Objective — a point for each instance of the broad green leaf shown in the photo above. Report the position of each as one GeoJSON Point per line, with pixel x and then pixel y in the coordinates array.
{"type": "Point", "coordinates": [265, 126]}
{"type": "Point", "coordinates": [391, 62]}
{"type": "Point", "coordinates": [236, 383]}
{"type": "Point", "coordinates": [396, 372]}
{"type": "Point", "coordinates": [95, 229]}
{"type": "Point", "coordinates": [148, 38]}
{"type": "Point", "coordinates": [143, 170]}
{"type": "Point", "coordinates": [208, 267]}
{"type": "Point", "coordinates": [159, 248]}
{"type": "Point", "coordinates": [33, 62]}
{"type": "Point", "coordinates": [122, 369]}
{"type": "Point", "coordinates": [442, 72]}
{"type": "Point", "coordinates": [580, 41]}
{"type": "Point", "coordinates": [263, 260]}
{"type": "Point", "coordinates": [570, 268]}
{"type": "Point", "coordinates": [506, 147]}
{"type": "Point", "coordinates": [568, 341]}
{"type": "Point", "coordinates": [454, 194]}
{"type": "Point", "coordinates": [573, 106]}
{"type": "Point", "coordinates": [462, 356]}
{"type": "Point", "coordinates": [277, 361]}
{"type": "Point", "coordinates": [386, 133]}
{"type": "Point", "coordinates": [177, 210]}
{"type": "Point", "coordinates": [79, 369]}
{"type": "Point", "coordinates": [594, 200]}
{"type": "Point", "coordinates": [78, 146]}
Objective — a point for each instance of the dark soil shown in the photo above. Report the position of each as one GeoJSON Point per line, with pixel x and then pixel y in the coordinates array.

━━━━

Work order: Once the records are read, print each of them exactly as written.

Answer for the task:
Objective — a point for each instance of the broad green leaf shown in the photo above. Report the position of each as one GeoJSON Point per line, with pixel x and then pixel y in the coordinates array.
{"type": "Point", "coordinates": [265, 126]}
{"type": "Point", "coordinates": [391, 62]}
{"type": "Point", "coordinates": [236, 383]}
{"type": "Point", "coordinates": [396, 372]}
{"type": "Point", "coordinates": [95, 229]}
{"type": "Point", "coordinates": [148, 38]}
{"type": "Point", "coordinates": [143, 170]}
{"type": "Point", "coordinates": [208, 267]}
{"type": "Point", "coordinates": [159, 248]}
{"type": "Point", "coordinates": [33, 62]}
{"type": "Point", "coordinates": [122, 369]}
{"type": "Point", "coordinates": [442, 72]}
{"type": "Point", "coordinates": [580, 41]}
{"type": "Point", "coordinates": [263, 260]}
{"type": "Point", "coordinates": [570, 268]}
{"type": "Point", "coordinates": [506, 147]}
{"type": "Point", "coordinates": [568, 341]}
{"type": "Point", "coordinates": [454, 194]}
{"type": "Point", "coordinates": [573, 106]}
{"type": "Point", "coordinates": [462, 356]}
{"type": "Point", "coordinates": [277, 361]}
{"type": "Point", "coordinates": [386, 133]}
{"type": "Point", "coordinates": [177, 210]}
{"type": "Point", "coordinates": [79, 369]}
{"type": "Point", "coordinates": [594, 200]}
{"type": "Point", "coordinates": [78, 146]}
Objective — a point for each instance of the dark soil shown in the photo above. Report the position of each as one GeoJSON Point per line, with pixel x and then pixel y in the coordinates array.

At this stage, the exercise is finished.